SOURCE EXCERPT ::
begin

Understanding the new health reconciliation bill
Congressional Democratic leaders just released their summary of Bill #2, the health bill they intend to move through the reconciliation process.
Here is their description document. I caution you that this is a sales pitch aimed at Congressional Democrats.
Here is the preliminary CBO analysis.
Here is the legislative text, on which I am just now about to begin chewing.
Since things are moving quickly, I’m going to repeatedly update this post. You might want to bookmark it and return for updates.
The following notes are fairly technical. Most will be interesting only to policy practitioners.
Preliminary, technical, and disorganized very rough notes on the outline
There are several Byrd rule violations. This means the House will have to vote on this bill twice. The second time would be after Senate Republicans use the Byrd rule to strike these provisions from the bill, then the Senate passes the modified bill and returns it to the House. And no, I won’t tell you where all of them are. Sorry. I don’t want to help the Democrats find and fix them. Some of these are only arguable violations. I have found at least three that are clear violations.

end

INFORMATION SUPPLIED ::
begin

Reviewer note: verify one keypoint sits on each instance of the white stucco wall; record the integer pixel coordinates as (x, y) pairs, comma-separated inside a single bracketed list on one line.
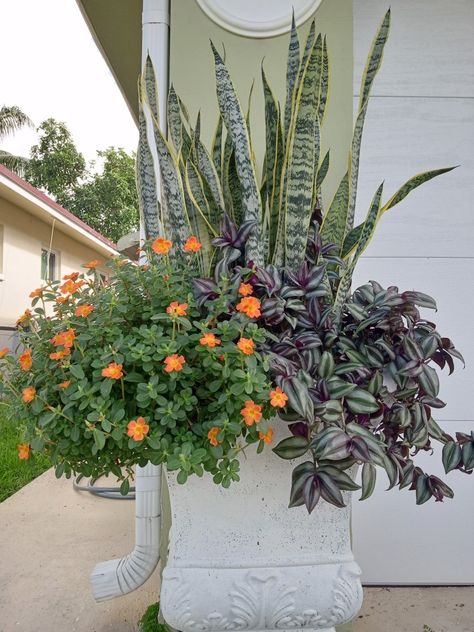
[(23, 237), (421, 116)]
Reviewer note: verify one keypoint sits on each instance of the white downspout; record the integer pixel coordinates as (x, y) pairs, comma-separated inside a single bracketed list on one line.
[(120, 576)]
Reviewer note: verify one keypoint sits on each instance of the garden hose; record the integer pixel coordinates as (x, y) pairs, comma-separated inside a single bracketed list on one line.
[(103, 492)]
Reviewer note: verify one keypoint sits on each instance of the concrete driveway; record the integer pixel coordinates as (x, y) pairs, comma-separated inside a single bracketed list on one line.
[(51, 537)]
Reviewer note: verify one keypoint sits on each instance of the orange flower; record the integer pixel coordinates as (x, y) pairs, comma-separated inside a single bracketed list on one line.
[(192, 244), (65, 338), (24, 317), (250, 306), (252, 413), (137, 429), (24, 451), (25, 360), (266, 437), (174, 362), (209, 340), (113, 371), (73, 276), (246, 345), (92, 265), (161, 246), (278, 398), (29, 394), (59, 355), (84, 310), (245, 289), (70, 287), (177, 309), (212, 436)]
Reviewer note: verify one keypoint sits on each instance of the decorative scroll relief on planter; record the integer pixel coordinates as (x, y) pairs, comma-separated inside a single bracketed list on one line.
[(262, 600), (239, 559), (262, 18)]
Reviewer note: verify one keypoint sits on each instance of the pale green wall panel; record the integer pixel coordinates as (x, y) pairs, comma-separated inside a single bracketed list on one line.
[(192, 73)]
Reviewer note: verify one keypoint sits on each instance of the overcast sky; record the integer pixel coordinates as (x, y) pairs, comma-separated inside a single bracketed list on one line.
[(50, 67)]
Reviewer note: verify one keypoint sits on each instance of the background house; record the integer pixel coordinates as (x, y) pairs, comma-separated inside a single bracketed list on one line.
[(421, 116), (39, 240)]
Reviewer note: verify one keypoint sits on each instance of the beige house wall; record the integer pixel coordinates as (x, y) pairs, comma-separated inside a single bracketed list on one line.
[(192, 74), (23, 237)]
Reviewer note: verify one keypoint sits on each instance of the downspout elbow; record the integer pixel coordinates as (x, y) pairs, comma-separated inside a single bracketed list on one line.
[(118, 577)]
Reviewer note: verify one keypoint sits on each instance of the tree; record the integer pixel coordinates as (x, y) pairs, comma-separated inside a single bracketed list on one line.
[(108, 201), (55, 163), (11, 120)]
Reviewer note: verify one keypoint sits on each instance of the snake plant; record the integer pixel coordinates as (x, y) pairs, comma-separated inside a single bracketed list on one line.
[(205, 189)]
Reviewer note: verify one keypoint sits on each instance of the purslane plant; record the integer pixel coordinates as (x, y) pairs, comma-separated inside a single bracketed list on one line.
[(201, 186), (130, 371), (361, 390)]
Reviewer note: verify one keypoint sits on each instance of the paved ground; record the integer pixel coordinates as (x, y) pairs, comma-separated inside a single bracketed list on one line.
[(51, 537)]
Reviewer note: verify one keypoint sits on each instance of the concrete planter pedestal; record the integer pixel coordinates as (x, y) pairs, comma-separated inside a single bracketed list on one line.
[(239, 559)]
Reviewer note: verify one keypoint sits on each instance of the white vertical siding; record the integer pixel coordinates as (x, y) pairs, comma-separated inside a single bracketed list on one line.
[(421, 117)]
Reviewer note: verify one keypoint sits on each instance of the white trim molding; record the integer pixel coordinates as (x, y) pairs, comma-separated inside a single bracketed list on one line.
[(265, 18)]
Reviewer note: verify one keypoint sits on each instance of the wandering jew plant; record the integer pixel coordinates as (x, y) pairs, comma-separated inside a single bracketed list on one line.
[(190, 377)]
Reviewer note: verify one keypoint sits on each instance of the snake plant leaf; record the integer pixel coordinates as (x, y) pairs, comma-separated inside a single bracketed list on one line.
[(366, 235), (146, 183), (195, 190), (354, 161), (301, 169), (216, 148), (177, 131), (292, 70), (307, 50), (353, 237), (274, 157), (209, 173), (334, 222), (173, 193), (372, 67), (324, 90), (235, 123), (375, 58), (323, 170), (150, 85)]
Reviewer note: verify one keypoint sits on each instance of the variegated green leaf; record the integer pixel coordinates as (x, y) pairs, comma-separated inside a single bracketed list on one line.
[(177, 131), (209, 174), (354, 160), (352, 238), (412, 184), (307, 50), (301, 170), (334, 223), (366, 235), (323, 170), (175, 205), (292, 69), (216, 148), (151, 88), (234, 120), (146, 183), (273, 159), (372, 67), (374, 60), (324, 91)]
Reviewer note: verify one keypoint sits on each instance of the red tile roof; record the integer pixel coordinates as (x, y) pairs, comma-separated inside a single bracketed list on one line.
[(29, 188)]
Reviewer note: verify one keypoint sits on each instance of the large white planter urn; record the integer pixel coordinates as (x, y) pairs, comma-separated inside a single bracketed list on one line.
[(239, 559)]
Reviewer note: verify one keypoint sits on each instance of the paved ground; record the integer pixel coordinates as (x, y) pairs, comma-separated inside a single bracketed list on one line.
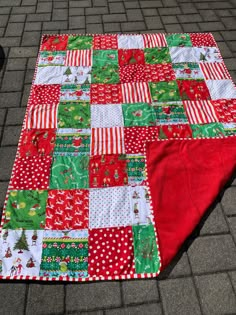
[(202, 280)]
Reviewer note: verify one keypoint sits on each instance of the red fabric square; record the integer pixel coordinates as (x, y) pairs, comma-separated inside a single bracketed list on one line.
[(37, 142), (45, 94), (130, 56), (54, 42), (159, 72), (105, 94), (135, 138), (193, 90), (31, 172), (200, 39), (67, 209), (105, 42), (108, 170), (225, 110), (111, 252)]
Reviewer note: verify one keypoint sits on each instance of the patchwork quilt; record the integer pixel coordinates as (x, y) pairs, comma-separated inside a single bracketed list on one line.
[(87, 192)]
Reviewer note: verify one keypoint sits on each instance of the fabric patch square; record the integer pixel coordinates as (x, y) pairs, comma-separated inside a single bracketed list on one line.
[(130, 57), (54, 42), (105, 42), (45, 94), (21, 252), (74, 115), (221, 89), (164, 91), (107, 170), (208, 130), (145, 249), (138, 114), (41, 117), (52, 58), (49, 75), (26, 210), (115, 210), (114, 254), (106, 116), (69, 172), (105, 74), (157, 55), (79, 42), (31, 172), (135, 92), (105, 57), (136, 169), (75, 93), (154, 40), (72, 142), (79, 58), (200, 112), (200, 39), (214, 70), (105, 94), (107, 141), (193, 90), (178, 40), (187, 70), (170, 113), (67, 209), (65, 253), (130, 42), (159, 72), (76, 75), (37, 142)]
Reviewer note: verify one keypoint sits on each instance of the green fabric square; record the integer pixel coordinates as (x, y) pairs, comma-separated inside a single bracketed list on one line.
[(164, 91), (157, 55), (178, 40), (69, 172), (74, 115), (26, 210), (139, 114), (80, 42), (145, 249), (105, 57), (105, 74)]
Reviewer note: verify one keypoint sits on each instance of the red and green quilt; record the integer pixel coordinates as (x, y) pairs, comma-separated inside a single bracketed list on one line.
[(127, 140)]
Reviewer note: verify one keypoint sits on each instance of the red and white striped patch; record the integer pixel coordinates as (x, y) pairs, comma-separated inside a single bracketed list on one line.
[(135, 92), (214, 70), (154, 40), (79, 58), (200, 112), (107, 141), (42, 116)]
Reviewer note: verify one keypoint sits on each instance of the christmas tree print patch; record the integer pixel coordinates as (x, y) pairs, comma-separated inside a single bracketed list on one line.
[(79, 204)]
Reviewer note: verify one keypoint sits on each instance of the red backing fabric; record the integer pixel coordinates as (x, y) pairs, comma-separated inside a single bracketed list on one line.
[(185, 177)]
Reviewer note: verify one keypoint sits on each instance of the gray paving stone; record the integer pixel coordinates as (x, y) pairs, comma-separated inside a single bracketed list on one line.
[(11, 135), (13, 81), (216, 294), (179, 297), (11, 305), (140, 291), (212, 254), (45, 299), (229, 201), (101, 295), (145, 309)]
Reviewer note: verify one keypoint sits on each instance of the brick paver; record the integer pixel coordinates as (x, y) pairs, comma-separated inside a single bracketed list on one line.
[(202, 278)]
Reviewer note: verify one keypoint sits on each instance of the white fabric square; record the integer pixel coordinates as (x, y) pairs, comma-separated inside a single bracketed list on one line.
[(109, 207), (106, 116), (221, 89), (130, 41)]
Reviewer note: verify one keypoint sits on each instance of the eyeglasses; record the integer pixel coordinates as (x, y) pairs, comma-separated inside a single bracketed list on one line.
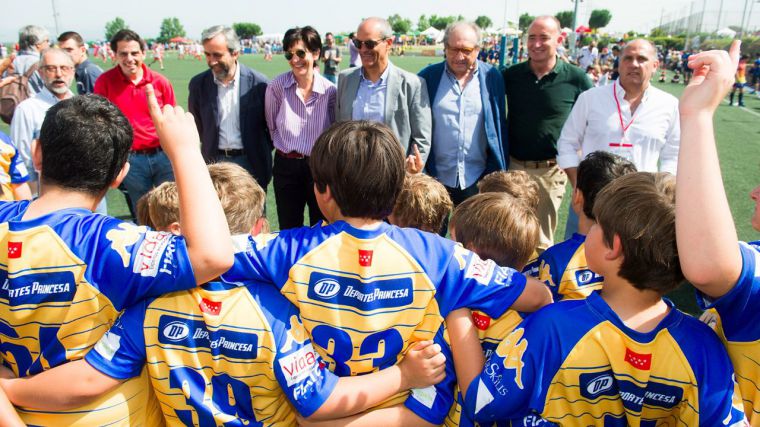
[(369, 43), (53, 68), (466, 51), (299, 53)]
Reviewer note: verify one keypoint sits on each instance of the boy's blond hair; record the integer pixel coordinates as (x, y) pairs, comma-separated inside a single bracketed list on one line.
[(517, 184), (423, 203), (163, 206), (241, 197), (498, 226)]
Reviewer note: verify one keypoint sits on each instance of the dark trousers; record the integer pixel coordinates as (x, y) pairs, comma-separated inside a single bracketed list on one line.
[(458, 196), (293, 190)]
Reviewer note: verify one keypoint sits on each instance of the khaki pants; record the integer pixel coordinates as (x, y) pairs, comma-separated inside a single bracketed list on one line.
[(551, 189)]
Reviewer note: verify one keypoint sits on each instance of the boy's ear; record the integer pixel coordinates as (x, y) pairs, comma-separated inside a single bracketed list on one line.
[(120, 177), (616, 251), (36, 155)]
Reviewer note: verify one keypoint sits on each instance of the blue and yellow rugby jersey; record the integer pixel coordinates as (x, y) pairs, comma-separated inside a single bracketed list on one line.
[(575, 363), (219, 355), (738, 326), (66, 276), (366, 295), (12, 169), (564, 269)]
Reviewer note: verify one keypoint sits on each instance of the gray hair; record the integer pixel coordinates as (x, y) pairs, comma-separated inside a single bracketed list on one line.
[(455, 25), (386, 32), (56, 50), (32, 35), (233, 42)]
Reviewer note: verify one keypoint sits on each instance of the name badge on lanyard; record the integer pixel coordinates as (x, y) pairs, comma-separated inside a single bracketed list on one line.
[(622, 148)]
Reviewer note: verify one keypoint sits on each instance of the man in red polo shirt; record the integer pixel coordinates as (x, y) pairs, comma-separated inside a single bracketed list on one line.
[(124, 85)]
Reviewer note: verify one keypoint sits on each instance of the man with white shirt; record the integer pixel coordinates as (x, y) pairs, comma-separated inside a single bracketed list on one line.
[(629, 118), (57, 70)]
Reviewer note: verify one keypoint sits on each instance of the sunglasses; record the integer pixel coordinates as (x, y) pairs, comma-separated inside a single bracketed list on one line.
[(371, 44), (299, 53)]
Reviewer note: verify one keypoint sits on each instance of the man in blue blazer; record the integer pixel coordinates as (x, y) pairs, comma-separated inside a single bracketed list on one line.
[(468, 104), (227, 102)]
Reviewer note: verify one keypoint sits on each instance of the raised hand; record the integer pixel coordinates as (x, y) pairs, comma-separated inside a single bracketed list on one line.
[(713, 77)]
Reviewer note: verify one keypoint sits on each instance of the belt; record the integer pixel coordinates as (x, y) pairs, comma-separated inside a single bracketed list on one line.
[(535, 164), (146, 151), (291, 155), (230, 153)]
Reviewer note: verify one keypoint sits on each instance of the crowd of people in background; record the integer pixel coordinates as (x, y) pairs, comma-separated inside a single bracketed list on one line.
[(194, 313)]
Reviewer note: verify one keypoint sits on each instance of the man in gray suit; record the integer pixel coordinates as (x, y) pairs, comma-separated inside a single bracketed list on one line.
[(382, 92)]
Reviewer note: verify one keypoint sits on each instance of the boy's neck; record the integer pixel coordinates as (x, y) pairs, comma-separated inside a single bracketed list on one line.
[(54, 198), (640, 310)]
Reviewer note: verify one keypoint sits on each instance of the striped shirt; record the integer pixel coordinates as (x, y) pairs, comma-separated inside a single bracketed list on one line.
[(228, 100), (296, 124)]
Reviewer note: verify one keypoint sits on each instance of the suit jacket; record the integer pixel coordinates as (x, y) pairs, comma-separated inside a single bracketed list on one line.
[(407, 107), (257, 143), (494, 105)]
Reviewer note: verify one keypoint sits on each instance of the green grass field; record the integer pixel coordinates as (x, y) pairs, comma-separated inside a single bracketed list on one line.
[(737, 129)]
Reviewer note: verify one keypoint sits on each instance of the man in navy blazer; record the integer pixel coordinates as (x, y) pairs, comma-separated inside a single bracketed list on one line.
[(227, 102), (468, 105)]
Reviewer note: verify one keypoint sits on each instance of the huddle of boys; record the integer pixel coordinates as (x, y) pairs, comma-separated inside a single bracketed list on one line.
[(286, 325)]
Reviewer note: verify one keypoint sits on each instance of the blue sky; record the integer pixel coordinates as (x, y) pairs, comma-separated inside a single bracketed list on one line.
[(89, 16)]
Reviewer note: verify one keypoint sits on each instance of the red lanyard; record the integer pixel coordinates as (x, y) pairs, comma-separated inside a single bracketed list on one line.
[(620, 113)]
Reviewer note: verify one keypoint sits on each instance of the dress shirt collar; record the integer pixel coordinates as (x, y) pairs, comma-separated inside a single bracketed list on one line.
[(383, 77), (235, 78)]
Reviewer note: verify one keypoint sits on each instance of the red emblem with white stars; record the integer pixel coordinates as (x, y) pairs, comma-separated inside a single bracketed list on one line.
[(638, 360), (14, 249), (365, 257), (481, 321), (210, 307)]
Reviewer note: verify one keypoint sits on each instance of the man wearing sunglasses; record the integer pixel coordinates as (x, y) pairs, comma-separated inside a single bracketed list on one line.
[(382, 92), (227, 101), (57, 70), (469, 126)]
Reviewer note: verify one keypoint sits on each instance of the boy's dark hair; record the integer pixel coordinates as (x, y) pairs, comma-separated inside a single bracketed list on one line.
[(308, 35), (127, 36), (597, 170), (497, 226), (85, 142), (634, 209), (71, 35), (363, 164)]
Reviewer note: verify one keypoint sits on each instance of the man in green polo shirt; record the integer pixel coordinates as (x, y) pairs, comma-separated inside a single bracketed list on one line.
[(540, 94)]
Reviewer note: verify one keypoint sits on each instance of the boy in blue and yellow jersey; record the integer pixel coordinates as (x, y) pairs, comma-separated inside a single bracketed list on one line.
[(68, 272), (563, 267), (366, 289), (13, 173), (498, 226), (726, 273), (245, 347), (622, 356)]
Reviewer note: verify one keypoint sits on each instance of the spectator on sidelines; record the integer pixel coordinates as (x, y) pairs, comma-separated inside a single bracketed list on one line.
[(540, 94), (57, 69), (124, 85), (300, 105), (381, 92), (227, 102), (32, 40), (630, 118), (86, 72), (469, 123)]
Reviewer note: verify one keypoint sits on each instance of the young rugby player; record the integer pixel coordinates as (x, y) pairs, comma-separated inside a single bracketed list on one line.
[(622, 356), (69, 272), (726, 273), (366, 289), (563, 267)]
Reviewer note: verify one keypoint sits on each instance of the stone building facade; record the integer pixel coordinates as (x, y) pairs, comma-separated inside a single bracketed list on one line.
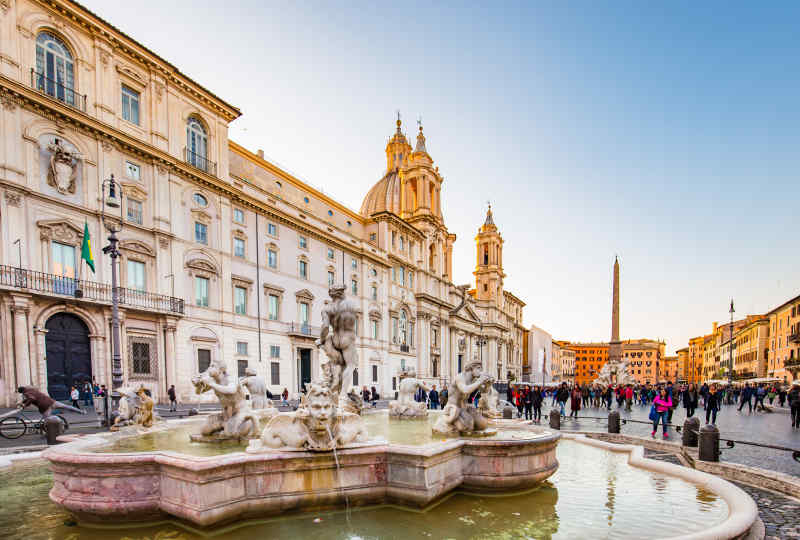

end

TASK INSTRUCTIONS :: Write the next part of the post on the health reconciliation bill, picking up after its last sentence. The items have no connection to the post on the health reconciliation bill.

ANSWER ::
Weaker individual mandates means more healthy people will stay out of the system and pay penalty fees until they get sick. This means premiums for the rest of us in the system will be higher, because there are fewer of us being forced to cross-subsidize the predictably high cost people (because of the guaranteed issue and community rating mandates).
Bigger employer penalties for not complying with the mandates are unsurprising when you think about the politics of the House Democratic Caucus. I’ll bet someone running a 53-person company doesn’t think he runs a big business.
More $ for poor.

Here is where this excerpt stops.